Em suma, neste novo culto hegemônico, tudo foi cuidadosamente recriado segundo os mesmos “valores” e critérios de “justiça” (cristãos e capitalistas), que podem ser resumidos no traço “cultural” mais representativo da cidadania americana: o comércio, a posse e o uso – legais e indiscriminados – de armas de fogo pela população. Não por acaso, também a “imagem símbolo” de suas “liberdades”.

Diante de um quadro que parece ter sido virado de cabeça para baixo, prefiro a imagem mais singela das ondas que se propagam a partir dos epicentros desse “culto” nacional: dos individuais, nos sucessivos massacres cometidos por (ou contra) jovens estudantes; e dos sociais, como a eleição “democrática” de um Donald Trump. Sintomaticamente, ao mesmo tempo um cínico personagem e um hábil manipulador das imagens televisivas. Durante anos.

Pelo meio, vimos ainda as imagens “espetaculares” da destruição do símbolo mais elevado (neste caso, literalmente) das ambiguidades do capitalismo internacional – as Torres Gêmeas. O dramático episódio, no entanto, terá sido um efeito exclusivo dos “maus”, dirão os espectadores de “boa-fé” (embora ignorantes do referido jogo de espelhos, entre idênticos fundamentalismos criacionistas).

== Material disponível ==
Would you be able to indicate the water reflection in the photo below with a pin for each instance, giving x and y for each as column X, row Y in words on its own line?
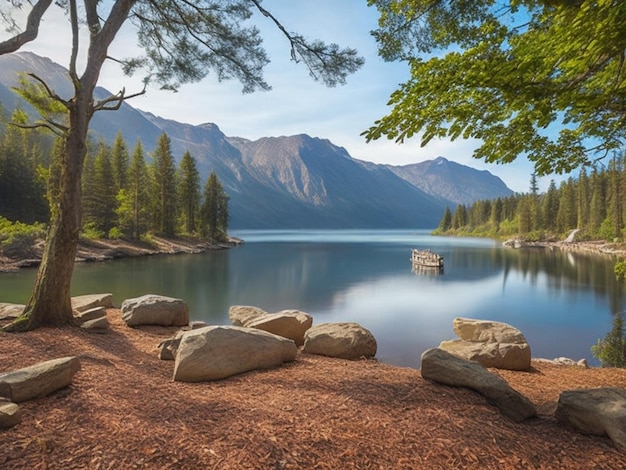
column 563, row 302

== Atividade 1 ==
Transcreva do texto o trecho que vai de "Diante de um" a "idênticos fundamentalismos criacionistas).".
== Atividade 2 ==
Responda com base no texto:
(a) Qual traço "cultural" é apontado como o mais representativo da cidadania americana?
(b) Que eleição é citada como exemplo dos epicentros sociais desse "culto" nacional?
(c) Qual símbolo teve sua destruição mostrada em imagens "espetaculares"?

== Resolução 1 ==
Diante de um quadro que parece ter sido virado de cabeça para baixo, prefiro a imagem mais singela das ondas que se propagam a partir dos epicentros desse “culto” nacional: dos individuais, nos sucessivos massacres cometidos por (ou contra) jovens estudantes; e dos sociais, como a eleição “democrática” de um Donald Trump. Sintomaticamente, ao mesmo tempo um cínico personagem e um hábil manipulador das imagens televisivas. Durante anos.

Pelo meio, vimos ainda as imagens “espetaculares” da destruição do símbolo mais elevado (neste caso, literalmente) das ambiguidades do capitalismo internacional – as Torres Gêmeas. O dramático episódio, no entanto, terá sido um efeito exclusivo dos “maus”, dirão os espectadores de “boa-fé” (embora ignorantes do referido jogo de espelhos, entre idênticos fundamentalismos criacionistas).

== Resolução 2 ==
(a) O comércio, a posse e o uso, legais e indiscriminados, de armas de fogo pela população.
(b) A eleição "democrática" de Donald Trump.
(c) As Torres Gêmeas.